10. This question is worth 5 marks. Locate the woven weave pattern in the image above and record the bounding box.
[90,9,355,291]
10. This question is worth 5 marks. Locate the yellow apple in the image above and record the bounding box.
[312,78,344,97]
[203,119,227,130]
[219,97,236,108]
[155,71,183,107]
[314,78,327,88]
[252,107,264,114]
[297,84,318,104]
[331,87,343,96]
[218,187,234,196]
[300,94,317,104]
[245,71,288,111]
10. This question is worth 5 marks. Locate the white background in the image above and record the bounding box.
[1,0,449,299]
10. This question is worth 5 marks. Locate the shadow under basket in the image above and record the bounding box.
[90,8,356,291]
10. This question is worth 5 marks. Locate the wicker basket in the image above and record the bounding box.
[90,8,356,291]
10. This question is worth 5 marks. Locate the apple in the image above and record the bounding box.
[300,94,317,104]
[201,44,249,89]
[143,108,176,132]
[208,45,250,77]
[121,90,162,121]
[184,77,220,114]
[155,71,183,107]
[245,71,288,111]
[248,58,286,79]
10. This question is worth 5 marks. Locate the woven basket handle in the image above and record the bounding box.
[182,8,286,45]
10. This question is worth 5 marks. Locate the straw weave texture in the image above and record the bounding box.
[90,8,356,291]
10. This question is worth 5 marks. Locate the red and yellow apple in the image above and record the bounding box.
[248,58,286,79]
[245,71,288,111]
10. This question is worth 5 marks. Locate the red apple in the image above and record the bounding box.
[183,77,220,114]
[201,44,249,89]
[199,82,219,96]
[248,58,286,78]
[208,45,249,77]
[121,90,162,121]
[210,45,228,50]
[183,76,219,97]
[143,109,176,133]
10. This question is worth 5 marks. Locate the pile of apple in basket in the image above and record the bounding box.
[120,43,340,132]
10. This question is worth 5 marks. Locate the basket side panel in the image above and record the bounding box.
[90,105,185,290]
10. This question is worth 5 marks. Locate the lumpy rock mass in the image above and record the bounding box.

Problem to work on: Retype exactly the lines from the one containing "10. This question is worth 5 marks. Locate the basket" through the end of the data. Add nothing.

Response for this exercise:
10. This question is worth 5 marks. Locate the basket side panel in the image above and record the bounding box.
[90,105,185,290]
10. This question is worth 5 marks. Locate the lumpy rock mass in the image above and record the bounding box.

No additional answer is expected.